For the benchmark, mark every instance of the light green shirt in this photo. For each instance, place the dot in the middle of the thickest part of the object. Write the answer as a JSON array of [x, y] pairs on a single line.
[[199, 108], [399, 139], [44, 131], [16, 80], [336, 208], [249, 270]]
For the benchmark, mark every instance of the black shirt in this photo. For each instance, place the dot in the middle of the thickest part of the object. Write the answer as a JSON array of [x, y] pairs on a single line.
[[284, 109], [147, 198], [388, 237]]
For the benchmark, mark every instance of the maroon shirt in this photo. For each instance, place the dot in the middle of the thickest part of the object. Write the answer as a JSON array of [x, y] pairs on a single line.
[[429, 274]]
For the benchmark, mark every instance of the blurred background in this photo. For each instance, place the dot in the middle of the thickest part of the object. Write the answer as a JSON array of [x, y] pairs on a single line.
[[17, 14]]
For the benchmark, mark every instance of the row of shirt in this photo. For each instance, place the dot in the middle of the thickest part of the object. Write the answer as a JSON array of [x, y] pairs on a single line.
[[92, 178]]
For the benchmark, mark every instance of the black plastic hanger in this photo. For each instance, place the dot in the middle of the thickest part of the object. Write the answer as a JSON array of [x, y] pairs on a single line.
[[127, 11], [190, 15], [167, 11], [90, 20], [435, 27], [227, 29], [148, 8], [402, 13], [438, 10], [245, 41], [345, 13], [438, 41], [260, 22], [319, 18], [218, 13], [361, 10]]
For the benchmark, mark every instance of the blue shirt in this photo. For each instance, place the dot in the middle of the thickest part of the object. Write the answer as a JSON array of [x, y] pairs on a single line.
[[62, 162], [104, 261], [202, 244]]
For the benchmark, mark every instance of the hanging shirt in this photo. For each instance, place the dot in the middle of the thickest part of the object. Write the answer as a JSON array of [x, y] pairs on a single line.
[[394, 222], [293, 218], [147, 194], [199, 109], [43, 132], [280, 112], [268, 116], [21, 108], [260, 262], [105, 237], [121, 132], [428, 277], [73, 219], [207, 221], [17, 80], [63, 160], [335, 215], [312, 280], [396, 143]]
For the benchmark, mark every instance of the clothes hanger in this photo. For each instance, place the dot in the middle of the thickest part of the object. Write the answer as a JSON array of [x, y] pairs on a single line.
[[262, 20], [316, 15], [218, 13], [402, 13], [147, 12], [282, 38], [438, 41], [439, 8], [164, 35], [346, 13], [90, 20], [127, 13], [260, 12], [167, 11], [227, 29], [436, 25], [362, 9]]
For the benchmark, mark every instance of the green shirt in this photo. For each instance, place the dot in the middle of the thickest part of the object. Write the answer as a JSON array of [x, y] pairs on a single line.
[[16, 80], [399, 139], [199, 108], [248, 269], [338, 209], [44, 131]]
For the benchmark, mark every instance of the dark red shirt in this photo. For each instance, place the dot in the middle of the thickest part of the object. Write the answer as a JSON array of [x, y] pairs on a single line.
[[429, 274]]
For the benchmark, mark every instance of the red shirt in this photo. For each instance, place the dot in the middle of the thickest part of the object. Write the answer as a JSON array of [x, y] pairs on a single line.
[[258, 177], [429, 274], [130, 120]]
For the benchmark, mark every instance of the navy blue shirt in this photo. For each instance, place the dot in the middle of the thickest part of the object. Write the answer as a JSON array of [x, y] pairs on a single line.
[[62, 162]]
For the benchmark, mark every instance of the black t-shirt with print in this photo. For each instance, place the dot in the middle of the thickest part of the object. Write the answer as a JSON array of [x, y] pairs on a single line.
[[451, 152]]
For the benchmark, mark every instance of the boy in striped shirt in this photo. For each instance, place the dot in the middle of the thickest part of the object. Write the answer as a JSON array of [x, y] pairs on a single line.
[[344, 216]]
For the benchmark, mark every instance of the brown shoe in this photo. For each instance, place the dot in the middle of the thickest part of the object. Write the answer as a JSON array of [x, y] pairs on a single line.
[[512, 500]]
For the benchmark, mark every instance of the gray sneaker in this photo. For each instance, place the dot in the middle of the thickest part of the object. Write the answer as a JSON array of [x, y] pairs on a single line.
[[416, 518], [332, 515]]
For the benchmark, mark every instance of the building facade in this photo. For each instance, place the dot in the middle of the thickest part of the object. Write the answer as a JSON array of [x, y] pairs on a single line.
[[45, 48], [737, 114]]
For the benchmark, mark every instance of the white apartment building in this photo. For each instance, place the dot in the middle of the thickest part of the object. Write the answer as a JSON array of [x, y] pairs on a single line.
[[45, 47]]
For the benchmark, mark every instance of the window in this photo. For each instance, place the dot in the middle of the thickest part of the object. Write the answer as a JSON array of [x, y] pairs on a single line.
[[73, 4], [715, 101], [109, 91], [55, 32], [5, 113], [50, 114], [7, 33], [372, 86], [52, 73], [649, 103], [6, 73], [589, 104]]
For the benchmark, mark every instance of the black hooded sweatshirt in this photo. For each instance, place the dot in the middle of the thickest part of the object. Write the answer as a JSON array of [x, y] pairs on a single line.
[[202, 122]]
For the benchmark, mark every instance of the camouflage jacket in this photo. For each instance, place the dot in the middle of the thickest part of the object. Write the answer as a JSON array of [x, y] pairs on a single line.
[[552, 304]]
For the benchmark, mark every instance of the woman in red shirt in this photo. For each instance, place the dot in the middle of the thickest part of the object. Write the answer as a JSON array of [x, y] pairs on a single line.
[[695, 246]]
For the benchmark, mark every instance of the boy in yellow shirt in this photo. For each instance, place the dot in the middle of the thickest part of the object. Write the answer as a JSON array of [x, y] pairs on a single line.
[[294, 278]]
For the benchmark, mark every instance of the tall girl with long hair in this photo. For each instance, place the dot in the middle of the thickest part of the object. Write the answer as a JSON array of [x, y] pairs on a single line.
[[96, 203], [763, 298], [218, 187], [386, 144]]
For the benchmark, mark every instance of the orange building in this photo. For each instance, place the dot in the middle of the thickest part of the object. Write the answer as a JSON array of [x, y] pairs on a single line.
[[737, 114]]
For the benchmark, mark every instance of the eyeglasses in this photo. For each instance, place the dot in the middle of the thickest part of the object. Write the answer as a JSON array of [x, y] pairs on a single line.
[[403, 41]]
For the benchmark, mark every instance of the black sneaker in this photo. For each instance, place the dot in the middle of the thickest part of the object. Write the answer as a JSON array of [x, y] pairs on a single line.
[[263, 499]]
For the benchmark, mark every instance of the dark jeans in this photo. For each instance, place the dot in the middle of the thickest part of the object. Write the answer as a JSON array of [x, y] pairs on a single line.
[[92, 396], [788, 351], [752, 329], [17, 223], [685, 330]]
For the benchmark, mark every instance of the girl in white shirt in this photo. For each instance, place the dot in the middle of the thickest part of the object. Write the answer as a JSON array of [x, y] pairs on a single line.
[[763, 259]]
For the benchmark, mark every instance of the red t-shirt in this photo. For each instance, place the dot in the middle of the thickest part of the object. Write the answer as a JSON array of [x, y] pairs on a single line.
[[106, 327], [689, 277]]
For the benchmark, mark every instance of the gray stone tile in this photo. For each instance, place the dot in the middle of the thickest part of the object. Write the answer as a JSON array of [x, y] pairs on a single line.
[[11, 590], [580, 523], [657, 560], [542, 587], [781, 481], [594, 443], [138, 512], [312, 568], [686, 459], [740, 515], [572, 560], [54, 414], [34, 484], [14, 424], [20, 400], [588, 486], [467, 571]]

The request:
Return all of the entries above verbatim, with every line unchanged.

Final result:
For the benchmark, mark every instance of the light green shirt in this photo. For each instance, place the dot in the middle of the thickest part of the object. Write the answer as a JSON array of [x, y] pairs on a single line.
[[199, 108], [399, 139], [44, 131], [16, 80], [336, 208], [249, 270]]
For the benchmark, mark every instance of the black shirt in this photo. For each instance, place the dot in the middle of the thickest part of the object. Write the answer as a JSON array of [x, y] pairs on a single line.
[[284, 109], [147, 198], [388, 237]]
For the benchmark, mark every instance of the maroon shirt in this photo. For each instance, place the dot in the middle of the thickest part of the object. Write the answer as a JSON array of [x, y] pairs on a single line.
[[429, 274]]
For the benchmark, mark every instance of the blurred background in this photo. For each instance, place the dot in the middle of the thickest part of the object. Write the answer as a JSON array of [x, y] pairs on a single line.
[[17, 14]]
For the benchmark, mark every instance of the row of shirt in this photo. For each instance, place the dot in the middle of the thickest part of the object. Write the answer as a JSON array of [x, y] pairs on a single line.
[[92, 178]]
For the benchmark, mark every instance of the black plastic hanger in this photo. For each instance, place the dot in the middle of the thickest part of the object. Write the answer as a JSON array of [x, y] pairs on a single line.
[[127, 11], [190, 15], [167, 11], [90, 20], [435, 27], [227, 29], [148, 8], [402, 13], [438, 10], [245, 41], [345, 13], [438, 41], [260, 22], [319, 18], [218, 13], [361, 10]]
For the benchmark, mark every instance of the blue shirt in this photo. For each instance, place the dot in the middle of the thickest part of the object. Write the answer as a JSON array of [x, y] pairs on a single line.
[[62, 162], [104, 261], [202, 244]]
For the benchmark, mark every instance of the hanging shirt in this photo. For each instance, place the dot in the middle of the thickest part of the object. Write the answer as a JSON array of [x, y] pairs on a single line.
[[394, 222], [293, 218], [147, 194], [199, 109], [43, 132], [280, 112], [268, 116], [21, 108], [260, 262], [105, 237], [121, 132], [428, 277], [73, 219], [207, 221], [17, 80], [63, 160], [335, 215], [312, 280], [396, 143]]
For the benchmark, mark every instance of the clothes hanger in this photo. For each instance, place the dot in the middle of the thickest part of the object. Write the answer as a JSON array of [x, y] pairs on a single line.
[[262, 20], [316, 15], [218, 13], [402, 13], [147, 12], [282, 38], [438, 41], [439, 8], [164, 35], [346, 13], [90, 20], [127, 13], [260, 12], [167, 11], [227, 29], [436, 25], [362, 9]]
For the benchmark, mark every instance of the green shirt in this photo. For each instance, place the dot in the middle of the thickest part of the object. Write the answer as a JSON array of [x, y] pairs on a single line.
[[16, 80], [399, 139], [199, 108], [248, 269], [338, 209], [44, 131]]
For the benchmark, mark every instance of the dark red shirt in this photo. For each instance, place the dot in the middle of the thickest part of the object. Write the answer as a JSON array of [x, y] pairs on a single line.
[[429, 274]]
For the benchmark, mark every instance of the red shirt in this photo. For each instance, place the dot in the middle of the thickest part of the object. Write the answer as a JSON array of [x, y] pairs on a single line.
[[258, 177], [429, 274], [130, 120]]
For the benchmark, mark every instance of the navy blue shirt in this photo. For each instance, place the dot in the middle of the thickest part of the object. Write the answer as a JSON array of [x, y] pairs on a single line.
[[62, 162]]
For the benchmark, mark every instance of the black t-shirt with print in this photo. For each instance, place the dot in the middle of the thickest part of the object. Write the answer as a JSON array of [x, y] pairs on a single line.
[[451, 152]]
For the benchmark, mark every instance of the boy in striped shirt in this photo. For each instance, place the dot in the middle of the thickest part of the object. Write the answer as a JSON array of [x, y] pairs on a single line.
[[344, 216]]
For the benchmark, mark every instance of the brown shoe in this photo. For each instance, place the dot in the middle of the thickest part of the object. Write the answer as a JSON array of [x, y] pairs on a single line.
[[512, 500]]
For the benchmark, mark every instance of the gray sneaker in this photo. For each instance, place the dot in the middle of the thickest part of the object. Write the answer as a JSON array of [x, y] pairs on a single line.
[[416, 518], [332, 515]]
For the benchmark, mark every instance of the building facade in this photo. For each instance, place the dot in the middle of the thickest part of the object. Write the answer as a JSON array of [x, y] pairs on a single line.
[[45, 48], [737, 114]]
For the benchmark, mark every instance of the white apartment building in this photo. For each instance, place the dot in the middle of the thickest part of the object. Write the answer as a JSON array of [x, y] pairs on a single line.
[[45, 47]]
For the benchmark, mark every instance of the window in this photo. For each instance, place the dot in the middle of the thickest part of the object. Write the answer as a JSON array of [x, y] pairs on a single line.
[[73, 4], [715, 101], [109, 91], [55, 32], [5, 113], [50, 114], [7, 33], [372, 86], [52, 73], [649, 103], [6, 73], [589, 104]]
For the benchmark, mark every instance of the black hooded sweatshirt in this photo. For each instance, place the dot in the middle of the thickest part of the object. Write the answer as a JSON array of [x, y] pairs on a single line.
[[202, 122]]
For the benchmark, mark every instance of the camouflage jacket in this photo. For each instance, place the dot in the middle of the thickest part of the object. Write the answer as a JSON array of [x, y] pairs on a single line.
[[552, 304]]
For the benchmark, mark every instance of the woman in red shirt in this photo. For each instance, place the dot in the middle of the thickest part of the object. Write the answer as a JSON array of [x, y] pairs on a single line.
[[695, 246]]
For the benchmark, mark every instance of the boy in yellow shirt in this photo. For each instance, place the dot in the middle of the thickest part of the object. Write the answer as a JSON array of [x, y] pairs on a single line.
[[294, 278]]
For the benchmark, mark every instance of the tall girl with long hair in this photo. For each instance, place the dot in the middle of the thickest part of the object. Write the answer as a JSON array of [x, y] pairs on a single line.
[[96, 203], [763, 298], [218, 187], [386, 144]]
For the benchmark, mark every instance of the orange building in this photo. For each instance, place the dot in the middle of the thickest part of the object. Write the answer as a JSON array of [x, y] pairs on a single line.
[[737, 114]]
For the benchmark, mark every instance of the eyeglasses in this photo. For each instance, place the dot in the middle of the thickest part of the object. Write the answer as a JSON array of [x, y] pairs on a single line.
[[403, 41]]
For the benchmark, mark every instance of the black sneaker in this photo. For each instance, place the dot in the middle of the thickest part of the object. Write the answer as a JSON array of [x, y] pairs on a single line.
[[263, 499]]
For the benchmark, mark every instance of the dark jeans in this photo. For each instance, place the dot in the middle of the thickest part of the object. Write the answer as a JSON array of [x, y] pairs on a single line.
[[92, 396], [788, 351], [752, 329], [17, 223], [685, 330]]
For the benchmark, mark every instance of the girl in white shirt in this photo. For each instance, place the dot in the middle of the thickest part of the object. Write the answer as a JSON array of [x, y] pairs on a single line.
[[763, 259]]
For the benchmark, mark every instance of the red t-shirt in this photo. For each instance, place the dot in the middle of the thickest part of the object. Write the answer as a JSON array of [x, y] pairs on a single line.
[[106, 327], [689, 277]]
For the benchmark, mark every instance of the gray stone tile in this photo. For each instance, place the dot in the middle of the thickest part of the object. Write the answer as a JSON array of [x, y] pairs on a single line.
[[11, 590], [580, 523], [657, 560], [542, 587], [781, 481], [594, 443], [138, 512], [312, 568], [686, 459], [740, 515], [572, 560], [54, 414], [34, 484], [14, 424], [20, 400], [588, 486], [467, 571]]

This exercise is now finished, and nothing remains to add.